Referring expression pointing data:
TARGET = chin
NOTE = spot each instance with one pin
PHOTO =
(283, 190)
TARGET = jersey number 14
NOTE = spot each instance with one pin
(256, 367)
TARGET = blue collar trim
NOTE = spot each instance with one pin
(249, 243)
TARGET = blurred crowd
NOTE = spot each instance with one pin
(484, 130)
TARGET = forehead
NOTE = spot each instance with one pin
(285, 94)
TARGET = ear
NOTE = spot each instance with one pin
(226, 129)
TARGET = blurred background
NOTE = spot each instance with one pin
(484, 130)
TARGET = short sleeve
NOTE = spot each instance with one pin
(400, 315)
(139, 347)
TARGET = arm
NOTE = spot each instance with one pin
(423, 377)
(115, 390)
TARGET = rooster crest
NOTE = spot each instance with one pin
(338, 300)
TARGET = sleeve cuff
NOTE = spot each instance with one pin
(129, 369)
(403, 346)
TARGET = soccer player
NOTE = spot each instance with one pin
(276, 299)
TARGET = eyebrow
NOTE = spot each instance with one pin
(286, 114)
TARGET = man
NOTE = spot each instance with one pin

> _TASK TO COMPLETE_
Some lines above hold the word "sleeve". Copy all of them.

> _RESPONSE BOX_
TARGET = short sleeve
TARGET = sleeve cuff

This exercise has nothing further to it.